▶ _REQUIREMENTS_
Reproduce every line of the data listing below verbatim, keeping the original order.

(Data listing)
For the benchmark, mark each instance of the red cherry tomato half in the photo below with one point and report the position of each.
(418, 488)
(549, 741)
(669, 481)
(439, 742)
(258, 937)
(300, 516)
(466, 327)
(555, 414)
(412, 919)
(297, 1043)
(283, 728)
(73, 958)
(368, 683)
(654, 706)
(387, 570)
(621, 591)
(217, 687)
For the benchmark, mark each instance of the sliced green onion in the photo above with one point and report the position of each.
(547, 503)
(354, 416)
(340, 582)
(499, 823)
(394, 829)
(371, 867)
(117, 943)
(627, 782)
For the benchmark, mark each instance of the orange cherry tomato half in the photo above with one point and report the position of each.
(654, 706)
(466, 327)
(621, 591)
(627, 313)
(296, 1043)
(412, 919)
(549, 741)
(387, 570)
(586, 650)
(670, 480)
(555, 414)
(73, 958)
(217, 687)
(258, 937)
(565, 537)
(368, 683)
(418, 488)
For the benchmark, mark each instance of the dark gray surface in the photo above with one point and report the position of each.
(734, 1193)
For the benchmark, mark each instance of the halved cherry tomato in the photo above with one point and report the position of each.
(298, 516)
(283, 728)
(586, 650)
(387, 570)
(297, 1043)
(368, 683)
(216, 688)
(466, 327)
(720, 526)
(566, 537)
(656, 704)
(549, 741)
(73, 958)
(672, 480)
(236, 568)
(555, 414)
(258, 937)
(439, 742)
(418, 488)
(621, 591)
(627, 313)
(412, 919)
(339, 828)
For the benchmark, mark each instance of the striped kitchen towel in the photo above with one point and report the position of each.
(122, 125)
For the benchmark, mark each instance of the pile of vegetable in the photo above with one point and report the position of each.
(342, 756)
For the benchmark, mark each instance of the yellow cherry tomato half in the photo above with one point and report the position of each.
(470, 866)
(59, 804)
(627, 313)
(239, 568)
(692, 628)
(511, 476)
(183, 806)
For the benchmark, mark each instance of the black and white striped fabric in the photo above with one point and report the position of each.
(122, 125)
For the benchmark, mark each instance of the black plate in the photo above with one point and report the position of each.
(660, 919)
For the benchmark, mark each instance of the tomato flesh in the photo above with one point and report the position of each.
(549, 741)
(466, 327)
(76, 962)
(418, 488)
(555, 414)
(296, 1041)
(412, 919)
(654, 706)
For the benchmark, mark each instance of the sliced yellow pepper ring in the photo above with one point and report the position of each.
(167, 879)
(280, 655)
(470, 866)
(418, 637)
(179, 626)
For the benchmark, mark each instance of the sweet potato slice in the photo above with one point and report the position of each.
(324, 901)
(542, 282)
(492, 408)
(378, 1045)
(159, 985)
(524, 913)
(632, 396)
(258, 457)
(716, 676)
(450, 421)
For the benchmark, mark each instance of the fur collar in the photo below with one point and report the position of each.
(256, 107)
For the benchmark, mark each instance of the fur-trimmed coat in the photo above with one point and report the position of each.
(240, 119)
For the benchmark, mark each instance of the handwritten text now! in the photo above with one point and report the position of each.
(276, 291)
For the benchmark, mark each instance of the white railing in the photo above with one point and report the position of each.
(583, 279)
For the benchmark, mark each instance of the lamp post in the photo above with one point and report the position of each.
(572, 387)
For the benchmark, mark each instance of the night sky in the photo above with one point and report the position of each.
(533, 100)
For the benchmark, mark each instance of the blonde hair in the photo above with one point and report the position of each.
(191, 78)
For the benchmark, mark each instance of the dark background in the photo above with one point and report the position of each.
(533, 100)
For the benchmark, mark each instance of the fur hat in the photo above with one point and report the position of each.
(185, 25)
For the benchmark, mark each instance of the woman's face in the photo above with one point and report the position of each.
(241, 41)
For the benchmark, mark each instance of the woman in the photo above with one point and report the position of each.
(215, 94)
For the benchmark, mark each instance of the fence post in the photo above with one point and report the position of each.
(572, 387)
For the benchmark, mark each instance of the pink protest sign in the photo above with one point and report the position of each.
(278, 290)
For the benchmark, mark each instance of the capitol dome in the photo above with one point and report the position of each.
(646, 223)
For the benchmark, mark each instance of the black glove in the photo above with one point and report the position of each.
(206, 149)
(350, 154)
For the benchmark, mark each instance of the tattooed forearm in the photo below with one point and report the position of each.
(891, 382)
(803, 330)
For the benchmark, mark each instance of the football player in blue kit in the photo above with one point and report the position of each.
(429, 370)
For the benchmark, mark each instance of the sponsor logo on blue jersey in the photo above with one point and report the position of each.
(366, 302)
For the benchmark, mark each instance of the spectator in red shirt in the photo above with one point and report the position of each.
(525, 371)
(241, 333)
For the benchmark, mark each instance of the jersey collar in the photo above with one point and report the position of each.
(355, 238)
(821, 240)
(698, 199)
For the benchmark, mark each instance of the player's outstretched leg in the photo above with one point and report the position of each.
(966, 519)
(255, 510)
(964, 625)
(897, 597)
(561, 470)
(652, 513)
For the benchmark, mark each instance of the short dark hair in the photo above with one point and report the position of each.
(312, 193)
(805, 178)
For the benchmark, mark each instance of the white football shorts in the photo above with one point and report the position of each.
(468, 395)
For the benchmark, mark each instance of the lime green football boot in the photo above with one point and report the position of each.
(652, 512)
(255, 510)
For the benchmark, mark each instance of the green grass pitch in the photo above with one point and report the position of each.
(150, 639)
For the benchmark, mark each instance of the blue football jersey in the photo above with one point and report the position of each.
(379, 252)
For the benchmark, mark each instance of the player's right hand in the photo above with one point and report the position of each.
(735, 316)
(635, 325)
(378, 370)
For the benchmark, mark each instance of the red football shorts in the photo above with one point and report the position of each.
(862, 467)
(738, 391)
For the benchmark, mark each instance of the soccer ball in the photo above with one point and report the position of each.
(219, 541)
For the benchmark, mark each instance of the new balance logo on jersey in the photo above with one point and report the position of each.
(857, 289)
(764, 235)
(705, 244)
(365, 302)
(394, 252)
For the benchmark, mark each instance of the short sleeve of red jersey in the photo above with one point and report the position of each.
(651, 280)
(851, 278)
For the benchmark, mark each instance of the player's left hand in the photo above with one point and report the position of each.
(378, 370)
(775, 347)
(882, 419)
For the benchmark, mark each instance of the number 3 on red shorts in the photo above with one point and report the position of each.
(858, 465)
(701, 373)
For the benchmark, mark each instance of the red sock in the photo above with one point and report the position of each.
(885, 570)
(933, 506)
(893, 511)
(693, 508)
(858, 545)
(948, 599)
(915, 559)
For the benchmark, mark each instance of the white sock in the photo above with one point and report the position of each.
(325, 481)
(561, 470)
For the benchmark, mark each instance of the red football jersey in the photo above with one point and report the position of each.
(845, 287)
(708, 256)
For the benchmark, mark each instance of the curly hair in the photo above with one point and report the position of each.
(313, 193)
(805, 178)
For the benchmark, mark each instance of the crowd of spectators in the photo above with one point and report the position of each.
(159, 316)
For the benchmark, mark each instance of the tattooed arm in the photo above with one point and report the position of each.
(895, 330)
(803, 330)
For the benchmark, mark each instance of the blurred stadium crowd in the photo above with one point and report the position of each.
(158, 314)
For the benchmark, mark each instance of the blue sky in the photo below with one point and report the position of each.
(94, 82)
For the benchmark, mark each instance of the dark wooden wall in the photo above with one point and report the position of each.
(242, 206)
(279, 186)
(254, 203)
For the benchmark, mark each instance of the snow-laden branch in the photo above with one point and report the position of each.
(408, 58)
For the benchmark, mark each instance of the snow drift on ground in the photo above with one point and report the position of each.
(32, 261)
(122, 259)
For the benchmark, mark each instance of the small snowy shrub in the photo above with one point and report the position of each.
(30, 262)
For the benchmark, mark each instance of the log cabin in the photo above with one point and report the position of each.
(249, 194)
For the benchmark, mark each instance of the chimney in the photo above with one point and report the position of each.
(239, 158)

▶ _PROBLEM SOLUTION_
For the benchmark, mark each instance of the red cherry tomato half in the photo below with one point and report the position of each.
(418, 488)
(549, 741)
(669, 481)
(439, 742)
(258, 937)
(300, 516)
(466, 327)
(555, 414)
(412, 919)
(297, 1043)
(283, 728)
(73, 958)
(368, 683)
(654, 706)
(387, 570)
(621, 591)
(217, 687)
For the benchmark, mark each instance of the sliced green onion in the photo above with one point and report the position of each.
(547, 503)
(354, 416)
(340, 582)
(499, 823)
(394, 829)
(371, 867)
(117, 943)
(627, 782)
For the benchmark, mark each instance of the orange cherry tomato half in the photo above with one point and report the position of each.
(654, 706)
(466, 327)
(621, 591)
(627, 313)
(296, 1043)
(412, 919)
(549, 741)
(387, 570)
(586, 650)
(670, 480)
(555, 414)
(73, 958)
(217, 687)
(258, 937)
(565, 537)
(368, 683)
(418, 488)
For the benchmark, mark each instance of the dark gray surface in the photo above with one point and report the position of each.
(734, 1193)
For the benchmark, mark each instance of the halved cherry tomato in the photo above with one point and report the position of each.
(298, 516)
(283, 728)
(586, 650)
(387, 570)
(297, 1043)
(368, 683)
(216, 688)
(466, 327)
(720, 526)
(566, 537)
(656, 704)
(549, 741)
(73, 958)
(672, 480)
(236, 568)
(555, 414)
(258, 937)
(439, 742)
(418, 488)
(621, 591)
(627, 313)
(412, 919)
(339, 828)
For the benchmark, mark each instance of the striped kitchen towel in the photo above with one point and report the position of each.
(122, 125)
For the benchmark, mark each instance of the pile of vegetable in the photo above with one point and report the position of each.
(342, 756)
For the benchmark, mark each instance of the yellow cherry tomato half in the photo above with one point and report the position of each.
(470, 866)
(59, 804)
(627, 313)
(239, 568)
(692, 628)
(511, 476)
(183, 806)
For the benchmark, mark each instance of the black and white striped fabric in the photo above with one point and report the position of each.
(122, 125)
For the benchmark, mark each instance of the black plate in the photo above with one point and report the position of each.
(660, 919)
For the benchmark, mark each instance of the tomato flesh in the photo above with one point and report the position of each.
(549, 741)
(466, 327)
(76, 962)
(418, 488)
(555, 414)
(296, 1041)
(412, 919)
(654, 706)
For the benchmark, mark each instance of the sliced yellow pepper ring in the photo above with one point and report the position of each.
(167, 879)
(280, 655)
(470, 866)
(418, 637)
(179, 626)
For the benchmark, mark each instance of the sweet potato slice in the photo above with one point and report the position of each.
(324, 901)
(542, 282)
(492, 408)
(378, 1045)
(159, 985)
(524, 913)
(632, 396)
(258, 457)
(716, 676)
(450, 421)
For the benchmark, mark each instance of the fur collar in the photo below with one point and report the position of each.
(256, 107)
For the benchmark, mark each instance of the fur-trimmed coat in the photo above with one point and report the position of each.
(240, 119)
For the benchmark, mark each instance of the handwritten text now! in the photo above with one point and report the position of each.
(276, 291)
For the benchmark, mark each instance of the white railing in the photo above with one point and report the position of each.
(583, 279)
For the benchmark, mark each instance of the lamp post in the photo above with one point and report the position of each.
(572, 387)
For the benchmark, mark each instance of the night sky in the photo above with one point and report the position of each.
(533, 100)
For the benchmark, mark each instance of the blonde hair in the photo above with one point and report the position of each.
(191, 78)
For the benchmark, mark each instance of the dark background in the photo above with one point and report the position of each.
(533, 100)
For the benchmark, mark each instance of the fur hat in the photo above with one point and report the position of each.
(185, 25)
For the benchmark, mark each instance of the woman's face in the photo above with one point and report the position of each.
(241, 41)
For the benchmark, mark each instance of the woman in the photo above with one point and report the position of each.
(215, 94)
For the benchmark, mark each instance of the fence post in the photo above with one point and report the position of each.
(572, 387)
For the benchmark, mark each instance of the pink protest sign in the photo above with one point and report the position of each.
(278, 290)
For the benchmark, mark each instance of the capitol dome in the photo above with one point and report the position of each.
(646, 223)
For the benchmark, mark each instance of the black glove in the photo above with one point and report the position of each.
(206, 149)
(350, 154)
For the benchmark, mark each instance of the tattooed forearm in the photo below with one point and report the position of each.
(891, 382)
(803, 330)
For the benchmark, mark each instance of the football player in blue kit in the photo above with one point and report the position of each.
(429, 370)
For the benchmark, mark each instance of the sponsor logo on blue jersey in the photo above with one point and report the position of each.
(366, 302)
For the benchmark, mark each instance of the spectator in red shirt in the photo above with one point and report the position of each.
(525, 371)
(241, 333)
For the benchmark, mark each instance of the jersey collar in the photo above with one point and report the position of each.
(355, 238)
(821, 240)
(698, 199)
For the benchmark, mark each instance of the player's outstretched leg in the photo above with one point and report the position of each.
(966, 519)
(255, 510)
(964, 625)
(897, 597)
(561, 470)
(652, 513)
For the benchmark, mark each instance of the short dark hair in the photo above with one point and report the position of each.
(312, 193)
(805, 178)
For the benchmark, mark each instance of the white football shorts in the photo above with one point and report the position of each.
(468, 395)
For the benchmark, mark each instance of the lime green football boot in the photo above with one point and report the position of each.
(652, 512)
(255, 510)
For the benchmark, mark each instance of the green grass pitch in the photo above with one point and report the position of each.
(150, 639)
For the benchmark, mark each instance of the blue football jersey in the photo above with one point and report the position of each.
(379, 252)
For the benchmark, mark each instance of the player's right hand in the photo above with one point and report the position of each.
(735, 316)
(635, 325)
(378, 370)
For the benchmark, mark each instance of the red football shorts in the photo above with one point and report the position of each.
(862, 467)
(738, 391)
For the benchmark, mark each instance of the soccer ball in the photo above with one point and report the position of each.
(219, 541)
For the benchmark, mark each instance of the new balance logo on jersey in the photo above with one point and report the position of each.
(857, 289)
(764, 235)
(705, 244)
(365, 302)
(394, 252)
For the benchmark, mark each instance of the short sleeve of red jersey in the photo above with one point and report the position of each.
(651, 280)
(851, 278)
For the benchmark, mark each instance of the player's left hand in the photo above with one point and report the position of each.
(378, 370)
(775, 347)
(882, 419)
For the benchmark, mark each instance of the number 3 on red shorts in the photo above with one point and report the position of each.
(858, 465)
(701, 373)
For the benchmark, mark each instance of the red sock in the photo above with one point and report the position of each.
(885, 570)
(933, 506)
(893, 511)
(693, 508)
(858, 545)
(948, 599)
(915, 559)
For the benchmark, mark each instance of the white sock in the photo above with one point and report the position of each.
(325, 481)
(561, 470)
For the benchmark, mark each instance of the red football jersey in the photo above with one point and report the position of each.
(845, 287)
(708, 256)
For the benchmark, mark each instance of the curly hair in the photo above with one point and report the position of each.
(313, 193)
(805, 178)
For the benchmark, mark each instance of the crowd of spectators in the photo above with one point and report the position of each.
(159, 316)
For the benchmark, mark each instance of the tattooed arm in the photo above with one point and report the position of each.
(895, 330)
(803, 330)
For the benchmark, mark each instance of the blurred stadium crowd in the photo above with one point and report the position of each.
(158, 314)
For the benchmark, mark each instance of the blue sky in the photo below with one point and report the position of each.
(94, 82)
For the benchmark, mark each instance of the dark wooden wall in the photo above with one point and report the position of each.
(242, 206)
(279, 186)
(254, 203)
For the benchmark, mark each instance of the snow-laden branch in the photo above with one point and report the position of each.
(408, 58)
For the benchmark, mark each instance of the snow drift on ground in the photo above with one point and report the position of each.
(32, 261)
(122, 259)
For the benchmark, mark each instance of the small snowy shrub in the photo above with one point and report the position of each.
(30, 262)
For the benchmark, mark each instance of the log cabin in the photo above with one point and report the position of each.
(249, 194)
For the benchmark, mark each instance of the chimney in the photo above with one point and report the position of each.
(239, 158)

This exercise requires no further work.